* _Objective_: Return every line of the items below that contains the string "segment", matching case.
[START OF Exercise inputs]
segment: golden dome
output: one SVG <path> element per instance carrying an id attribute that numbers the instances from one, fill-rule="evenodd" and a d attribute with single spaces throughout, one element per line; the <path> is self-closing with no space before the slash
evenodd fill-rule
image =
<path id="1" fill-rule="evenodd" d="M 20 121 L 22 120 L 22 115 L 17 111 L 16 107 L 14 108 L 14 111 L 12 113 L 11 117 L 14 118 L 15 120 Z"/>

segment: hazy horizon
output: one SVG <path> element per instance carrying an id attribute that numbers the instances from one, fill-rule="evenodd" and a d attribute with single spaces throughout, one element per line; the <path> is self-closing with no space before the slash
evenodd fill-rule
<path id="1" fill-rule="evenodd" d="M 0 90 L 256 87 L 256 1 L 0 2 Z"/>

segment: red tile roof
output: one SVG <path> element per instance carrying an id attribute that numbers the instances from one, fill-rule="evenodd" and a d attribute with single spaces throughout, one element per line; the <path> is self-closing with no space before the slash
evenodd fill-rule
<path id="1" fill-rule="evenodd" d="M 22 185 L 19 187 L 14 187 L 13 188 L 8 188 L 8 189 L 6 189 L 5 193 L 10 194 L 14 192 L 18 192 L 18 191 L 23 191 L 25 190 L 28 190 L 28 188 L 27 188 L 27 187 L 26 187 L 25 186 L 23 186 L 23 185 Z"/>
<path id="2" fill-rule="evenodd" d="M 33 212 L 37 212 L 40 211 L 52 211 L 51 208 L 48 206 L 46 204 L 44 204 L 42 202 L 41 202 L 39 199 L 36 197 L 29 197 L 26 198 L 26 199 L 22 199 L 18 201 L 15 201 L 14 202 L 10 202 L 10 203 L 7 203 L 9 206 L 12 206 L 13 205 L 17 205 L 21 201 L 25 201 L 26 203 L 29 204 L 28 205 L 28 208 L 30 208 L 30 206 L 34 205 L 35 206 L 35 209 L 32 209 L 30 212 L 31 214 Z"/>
[END OF Exercise inputs]
* _Complete output_:
segment: golden dome
segment: hazy horizon
segment: red tile roof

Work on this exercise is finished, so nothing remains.